◆ Source excerpt:

— Start —

This mother, more urgent than virgin, smiles: Yes, indeed,  Holy Infant tender and wild, you are so wild, so undomesticated, so radically other than anything known and familiar. No matter how hard we coax, you will not eat out of our hands, but remain out in the timber hidden in the brush. We set out bait, offerings on the snow. Cowboy theologians toss ropes into the forest and lasso decoys. And rough-rider ecclesiastics try to corral you in sedate doctrines.

The virgin daughter of Jerusalem sings at the gate. In the dark we lay a trail of bread crumbs to our door. We wait, stilled, hushed. Come, Lord Jesus.

From the days of John the Baptist until now, the kingdom of heaven has suffered  violence and the violent take it by force. Matthew 11:12

But who can stand when you appear? The earth shudders, mountains topple, creatures shiver with fear. Shots ring out in the forest. Innocence awakens and moves toward us, and the rough hand grasps for its lost treasure.

 

The virgin daughter of Jerusalem stands on the path  and suddenly she is falling, falling into the blue sea and into the wide sky, falling through pain and fear and despair, falling faster and faster, picking up speed, plummeting like a stone, falling through a tunnel formed at the intersection of the cross hairs in the telescopic sight aimed at redemption where opposites meet and all things come together.

She is whizzing down the tunnel like a child’s slide, sleek and silent, silver in the sun, falling free. And the Realm of God does not suffer violence, and she is not taken by force and the two, who have been made for each other, delight to have found ground holy enough to hold each other’s purity, ground strong enough to bear each other’s pain. And in her joy she funnels greatness from the wideness of her hope down the narrow passage of her being into us.

— End —

Extracted data entries:
— Start —

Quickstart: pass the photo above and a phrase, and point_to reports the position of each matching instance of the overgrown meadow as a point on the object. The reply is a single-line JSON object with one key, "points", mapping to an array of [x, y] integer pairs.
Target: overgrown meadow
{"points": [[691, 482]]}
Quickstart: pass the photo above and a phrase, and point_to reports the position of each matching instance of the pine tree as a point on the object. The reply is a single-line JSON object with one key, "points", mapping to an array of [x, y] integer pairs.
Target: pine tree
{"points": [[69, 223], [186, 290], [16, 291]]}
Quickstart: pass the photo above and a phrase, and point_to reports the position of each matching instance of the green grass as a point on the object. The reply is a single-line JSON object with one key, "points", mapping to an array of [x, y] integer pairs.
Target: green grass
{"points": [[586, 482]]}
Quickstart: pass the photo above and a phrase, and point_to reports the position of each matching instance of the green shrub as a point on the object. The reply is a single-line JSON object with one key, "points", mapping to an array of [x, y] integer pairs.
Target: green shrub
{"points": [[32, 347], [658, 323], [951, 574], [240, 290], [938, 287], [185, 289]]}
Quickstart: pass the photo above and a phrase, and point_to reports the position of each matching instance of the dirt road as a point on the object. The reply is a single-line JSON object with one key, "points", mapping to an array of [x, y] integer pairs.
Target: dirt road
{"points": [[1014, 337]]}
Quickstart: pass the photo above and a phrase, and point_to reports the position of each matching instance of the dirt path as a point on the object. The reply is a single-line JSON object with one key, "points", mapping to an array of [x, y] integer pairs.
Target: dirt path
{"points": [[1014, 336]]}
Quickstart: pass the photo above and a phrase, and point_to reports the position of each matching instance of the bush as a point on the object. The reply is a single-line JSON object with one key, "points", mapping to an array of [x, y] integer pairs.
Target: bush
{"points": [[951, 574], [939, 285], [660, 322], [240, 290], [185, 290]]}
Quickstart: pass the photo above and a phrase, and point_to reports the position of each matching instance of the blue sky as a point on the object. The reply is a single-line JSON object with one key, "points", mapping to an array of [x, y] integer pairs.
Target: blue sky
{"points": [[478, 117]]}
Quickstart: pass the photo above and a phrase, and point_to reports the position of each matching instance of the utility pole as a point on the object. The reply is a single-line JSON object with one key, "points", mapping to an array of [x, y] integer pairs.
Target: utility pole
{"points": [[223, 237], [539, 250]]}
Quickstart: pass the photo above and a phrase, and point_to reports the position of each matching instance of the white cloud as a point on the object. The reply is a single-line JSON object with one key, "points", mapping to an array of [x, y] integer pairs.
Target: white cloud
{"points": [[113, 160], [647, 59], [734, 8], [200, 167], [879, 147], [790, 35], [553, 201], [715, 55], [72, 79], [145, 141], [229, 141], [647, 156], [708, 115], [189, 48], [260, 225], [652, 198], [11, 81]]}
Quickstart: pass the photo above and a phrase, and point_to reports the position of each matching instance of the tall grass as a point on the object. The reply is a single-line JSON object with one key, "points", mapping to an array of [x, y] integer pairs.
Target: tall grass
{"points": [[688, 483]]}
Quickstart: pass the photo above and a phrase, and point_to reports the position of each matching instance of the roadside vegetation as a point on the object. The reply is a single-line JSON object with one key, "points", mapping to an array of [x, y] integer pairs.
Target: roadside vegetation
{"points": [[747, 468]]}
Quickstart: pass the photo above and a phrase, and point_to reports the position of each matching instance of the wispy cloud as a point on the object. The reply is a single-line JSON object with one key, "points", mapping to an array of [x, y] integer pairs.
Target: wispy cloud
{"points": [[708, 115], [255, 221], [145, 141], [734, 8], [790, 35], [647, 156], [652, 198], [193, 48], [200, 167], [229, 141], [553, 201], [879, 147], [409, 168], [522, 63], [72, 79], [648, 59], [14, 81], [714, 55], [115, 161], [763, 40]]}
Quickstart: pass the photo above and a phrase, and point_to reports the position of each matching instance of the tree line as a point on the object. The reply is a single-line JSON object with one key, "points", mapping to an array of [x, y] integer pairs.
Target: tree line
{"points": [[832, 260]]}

— End —

◆ Problem set:
A – In the meditation on the Holy Infant, what does the virgin daughter of Jerusalem do at the gate?
B – Rewrite the records in the stretch from the line containing "of the roadside" through the end of the records, changing "wispy" to "thin" and leaving everything else as it is.

◆ Correct answers:
A – She sings.

B –
Quickstart: pass the photo above and a phrase, and point_to reports the position of each matching instance of the roadside vegetation as a point on the object. The reply is a single-line JSON object with one key, "points", mapping to an array of [x, y] integer pairs.
Target: roadside vegetation
{"points": [[747, 468]]}
Quickstart: pass the photo above and a phrase, and point_to reports the position of each matching instance of the thin cloud as a point on the object. The reply is a single-line JSON object with one key, "points", mapping to an array of [x, y] integer pairs.
Target: thin cloud
{"points": [[708, 115], [255, 221], [145, 141], [734, 8], [790, 35], [647, 156], [652, 198], [193, 48], [200, 167], [229, 141], [553, 201], [879, 147], [409, 168], [522, 63], [72, 79], [648, 59], [14, 81], [714, 55], [115, 161], [763, 40]]}
Quickstart: pass the photo above and a phrase, and point_to reports the position of each matching instance of the tree line as a point on the object. The reply is a single-line JSON object with one key, "points", mapping to an array of [x, y] integer pairs.
Target: tree line
{"points": [[832, 260]]}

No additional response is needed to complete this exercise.